For the data below, report the number of lines that contain the string "flower" and nothing else.

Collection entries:
BEGIN

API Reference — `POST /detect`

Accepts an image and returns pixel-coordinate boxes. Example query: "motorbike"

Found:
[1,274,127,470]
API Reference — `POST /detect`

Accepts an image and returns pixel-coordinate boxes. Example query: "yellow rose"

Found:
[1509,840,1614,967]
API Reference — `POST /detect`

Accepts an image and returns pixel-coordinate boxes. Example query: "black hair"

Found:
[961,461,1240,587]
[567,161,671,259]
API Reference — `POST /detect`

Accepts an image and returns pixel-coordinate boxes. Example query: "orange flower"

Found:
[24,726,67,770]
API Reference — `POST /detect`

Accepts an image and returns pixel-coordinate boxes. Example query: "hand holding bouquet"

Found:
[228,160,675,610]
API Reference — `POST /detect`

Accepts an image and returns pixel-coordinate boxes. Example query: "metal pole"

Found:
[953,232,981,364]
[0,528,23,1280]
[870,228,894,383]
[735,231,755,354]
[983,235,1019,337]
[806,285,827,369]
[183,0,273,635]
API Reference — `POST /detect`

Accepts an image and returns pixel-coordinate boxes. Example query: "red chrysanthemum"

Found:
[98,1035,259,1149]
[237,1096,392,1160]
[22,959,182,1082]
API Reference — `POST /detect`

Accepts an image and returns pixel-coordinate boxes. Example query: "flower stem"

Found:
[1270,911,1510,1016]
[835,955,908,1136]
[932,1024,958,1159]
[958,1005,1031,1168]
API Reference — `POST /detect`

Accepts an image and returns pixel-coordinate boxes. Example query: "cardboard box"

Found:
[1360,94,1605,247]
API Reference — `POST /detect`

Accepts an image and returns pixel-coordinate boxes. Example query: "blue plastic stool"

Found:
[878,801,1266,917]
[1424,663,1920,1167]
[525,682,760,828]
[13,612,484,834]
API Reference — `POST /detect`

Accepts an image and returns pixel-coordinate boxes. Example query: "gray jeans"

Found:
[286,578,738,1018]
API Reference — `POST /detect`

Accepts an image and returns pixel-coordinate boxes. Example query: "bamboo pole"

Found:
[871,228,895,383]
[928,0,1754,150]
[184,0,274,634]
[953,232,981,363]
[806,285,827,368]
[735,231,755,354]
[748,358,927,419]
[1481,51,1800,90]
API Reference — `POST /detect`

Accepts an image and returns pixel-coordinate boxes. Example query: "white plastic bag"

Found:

END

▶ _Answer for this exercise_
2